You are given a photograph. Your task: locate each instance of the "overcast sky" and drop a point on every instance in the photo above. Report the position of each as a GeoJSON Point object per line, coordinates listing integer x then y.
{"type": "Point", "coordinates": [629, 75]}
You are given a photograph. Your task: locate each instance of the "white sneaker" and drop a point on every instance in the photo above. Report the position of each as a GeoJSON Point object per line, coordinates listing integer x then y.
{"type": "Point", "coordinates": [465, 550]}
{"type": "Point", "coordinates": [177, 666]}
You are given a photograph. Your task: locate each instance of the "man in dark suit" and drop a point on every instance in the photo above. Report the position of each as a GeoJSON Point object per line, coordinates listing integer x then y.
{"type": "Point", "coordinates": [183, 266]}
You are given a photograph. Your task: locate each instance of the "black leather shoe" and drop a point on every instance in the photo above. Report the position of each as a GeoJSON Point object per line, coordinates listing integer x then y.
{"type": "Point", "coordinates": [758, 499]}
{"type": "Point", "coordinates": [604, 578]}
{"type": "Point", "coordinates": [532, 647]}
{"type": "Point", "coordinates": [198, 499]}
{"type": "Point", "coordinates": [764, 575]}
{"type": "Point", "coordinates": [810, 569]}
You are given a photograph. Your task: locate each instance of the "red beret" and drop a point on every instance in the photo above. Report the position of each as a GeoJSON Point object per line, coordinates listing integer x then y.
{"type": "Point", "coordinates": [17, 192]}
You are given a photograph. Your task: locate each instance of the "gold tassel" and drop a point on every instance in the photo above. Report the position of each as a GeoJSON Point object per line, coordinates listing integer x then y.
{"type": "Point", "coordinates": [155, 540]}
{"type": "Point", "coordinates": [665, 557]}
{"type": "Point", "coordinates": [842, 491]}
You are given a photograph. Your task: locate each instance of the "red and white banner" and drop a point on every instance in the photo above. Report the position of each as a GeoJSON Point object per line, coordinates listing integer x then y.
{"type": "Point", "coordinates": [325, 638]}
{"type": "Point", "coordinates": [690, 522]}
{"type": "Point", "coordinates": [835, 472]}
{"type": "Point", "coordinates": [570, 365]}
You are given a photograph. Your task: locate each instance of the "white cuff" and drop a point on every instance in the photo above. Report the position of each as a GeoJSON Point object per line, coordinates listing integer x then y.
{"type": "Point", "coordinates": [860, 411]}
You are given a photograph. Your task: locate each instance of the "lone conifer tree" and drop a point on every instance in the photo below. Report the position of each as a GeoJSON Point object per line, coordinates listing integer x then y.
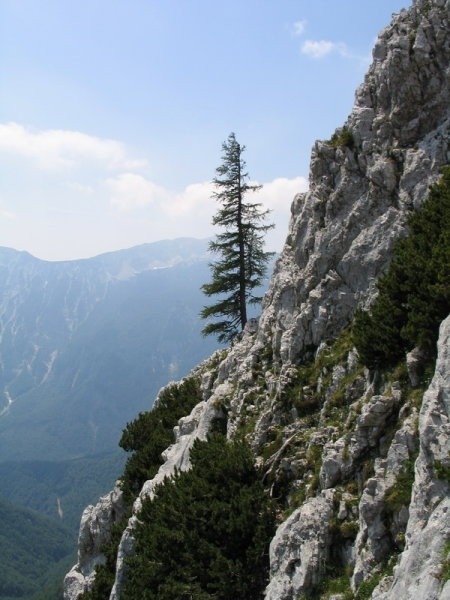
{"type": "Point", "coordinates": [242, 261]}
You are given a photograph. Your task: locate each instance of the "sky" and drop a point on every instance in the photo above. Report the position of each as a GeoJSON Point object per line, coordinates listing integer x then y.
{"type": "Point", "coordinates": [113, 112]}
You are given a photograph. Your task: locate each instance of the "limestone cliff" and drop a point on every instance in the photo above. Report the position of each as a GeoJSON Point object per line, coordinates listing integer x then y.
{"type": "Point", "coordinates": [335, 443]}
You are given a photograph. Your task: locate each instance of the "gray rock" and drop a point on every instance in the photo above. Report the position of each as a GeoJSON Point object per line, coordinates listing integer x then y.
{"type": "Point", "coordinates": [299, 550]}
{"type": "Point", "coordinates": [417, 575]}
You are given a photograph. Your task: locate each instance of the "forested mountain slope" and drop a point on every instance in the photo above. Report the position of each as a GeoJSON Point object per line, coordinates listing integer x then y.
{"type": "Point", "coordinates": [353, 457]}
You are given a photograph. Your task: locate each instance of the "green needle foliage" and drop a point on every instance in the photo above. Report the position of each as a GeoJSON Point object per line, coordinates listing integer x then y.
{"type": "Point", "coordinates": [206, 533]}
{"type": "Point", "coordinates": [242, 261]}
{"type": "Point", "coordinates": [414, 294]}
{"type": "Point", "coordinates": [152, 432]}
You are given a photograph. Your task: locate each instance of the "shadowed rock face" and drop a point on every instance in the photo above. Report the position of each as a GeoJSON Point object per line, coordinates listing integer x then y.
{"type": "Point", "coordinates": [363, 184]}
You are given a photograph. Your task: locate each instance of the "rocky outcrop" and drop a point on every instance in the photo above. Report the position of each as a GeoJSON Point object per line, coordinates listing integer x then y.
{"type": "Point", "coordinates": [299, 550]}
{"type": "Point", "coordinates": [337, 444]}
{"type": "Point", "coordinates": [418, 574]}
{"type": "Point", "coordinates": [363, 183]}
{"type": "Point", "coordinates": [95, 530]}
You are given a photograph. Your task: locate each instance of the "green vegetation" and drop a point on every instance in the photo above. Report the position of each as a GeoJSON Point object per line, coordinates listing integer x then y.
{"type": "Point", "coordinates": [414, 294]}
{"type": "Point", "coordinates": [146, 437]}
{"type": "Point", "coordinates": [342, 138]}
{"type": "Point", "coordinates": [242, 265]}
{"type": "Point", "coordinates": [69, 485]}
{"type": "Point", "coordinates": [33, 549]}
{"type": "Point", "coordinates": [206, 533]}
{"type": "Point", "coordinates": [152, 432]}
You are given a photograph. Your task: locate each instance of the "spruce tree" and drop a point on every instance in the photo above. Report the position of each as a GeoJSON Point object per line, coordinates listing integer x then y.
{"type": "Point", "coordinates": [242, 261]}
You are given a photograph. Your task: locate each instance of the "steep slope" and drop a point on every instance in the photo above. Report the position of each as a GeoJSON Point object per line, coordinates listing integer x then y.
{"type": "Point", "coordinates": [30, 546]}
{"type": "Point", "coordinates": [356, 460]}
{"type": "Point", "coordinates": [85, 345]}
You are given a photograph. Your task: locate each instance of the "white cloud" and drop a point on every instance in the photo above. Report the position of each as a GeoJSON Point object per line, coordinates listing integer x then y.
{"type": "Point", "coordinates": [318, 49]}
{"type": "Point", "coordinates": [277, 195]}
{"type": "Point", "coordinates": [58, 148]}
{"type": "Point", "coordinates": [321, 48]}
{"type": "Point", "coordinates": [194, 199]}
{"type": "Point", "coordinates": [129, 191]}
{"type": "Point", "coordinates": [299, 27]}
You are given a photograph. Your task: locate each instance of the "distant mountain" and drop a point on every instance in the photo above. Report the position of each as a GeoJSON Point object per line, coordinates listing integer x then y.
{"type": "Point", "coordinates": [60, 490]}
{"type": "Point", "coordinates": [85, 345]}
{"type": "Point", "coordinates": [34, 551]}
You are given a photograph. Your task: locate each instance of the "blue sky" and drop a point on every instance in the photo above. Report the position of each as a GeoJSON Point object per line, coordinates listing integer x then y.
{"type": "Point", "coordinates": [113, 112]}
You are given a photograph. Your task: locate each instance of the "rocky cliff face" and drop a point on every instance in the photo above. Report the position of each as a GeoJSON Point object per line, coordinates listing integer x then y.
{"type": "Point", "coordinates": [342, 449]}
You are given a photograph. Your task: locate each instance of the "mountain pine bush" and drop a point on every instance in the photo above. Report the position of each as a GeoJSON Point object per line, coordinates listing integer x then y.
{"type": "Point", "coordinates": [414, 293]}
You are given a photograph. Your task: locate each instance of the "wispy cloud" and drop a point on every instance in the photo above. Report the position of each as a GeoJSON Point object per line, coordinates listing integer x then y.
{"type": "Point", "coordinates": [58, 148]}
{"type": "Point", "coordinates": [319, 48]}
{"type": "Point", "coordinates": [129, 191]}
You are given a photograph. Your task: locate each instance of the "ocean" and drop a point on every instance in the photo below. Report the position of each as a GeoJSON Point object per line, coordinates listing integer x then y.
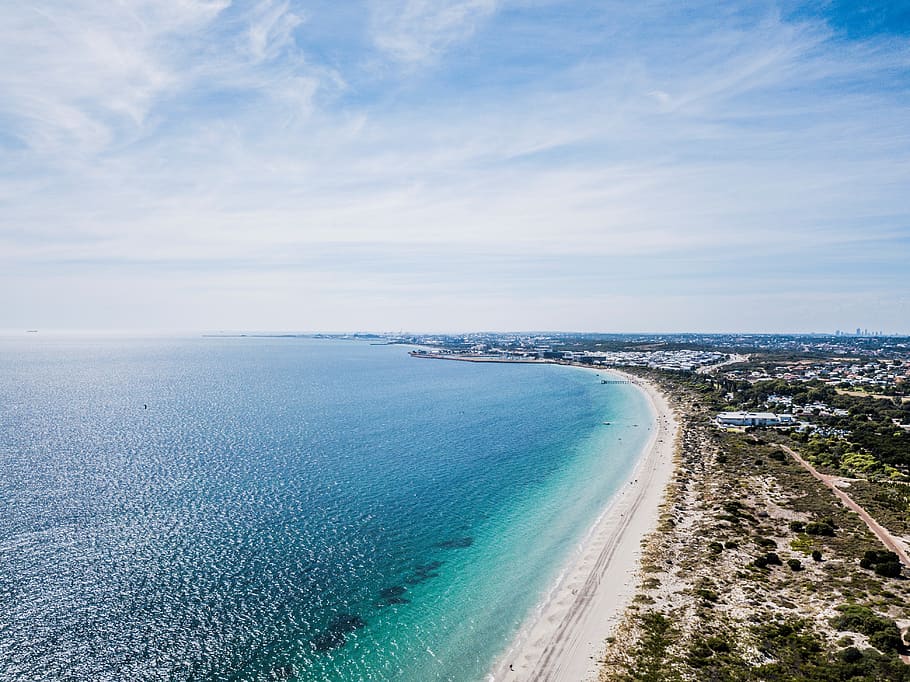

Prompt -> Pick out each line in the rows above that contains the word "white", and copy those lines.

Solution ->
You are given a photograph. Your task: locate each instance of the "white sneaker" and drop a point on every instance in the photo above. Report the position of each as a GeoJSON Point object per line, coordinates listing integer x then y.
You are given a photograph. Your task: locate each instance of the "red and white banner" and drop a point on every instance in the photo above. Report the position of each as a GeoJSON Point object per line, coordinates listing integer x then y.
You are given a photograph. Your task: locate each instance of the "white cuff" and drop a point on every instance in the photo above. Report the position of each as a GeoJSON Point object per line, coordinates listing integer x then y.
You are given a photograph. Your task: locate each instance of the "white cloud" and drop a point on every instance in the photo above. Report the position of each as a GeoJSON Point object per line, coordinates listing integer x then y.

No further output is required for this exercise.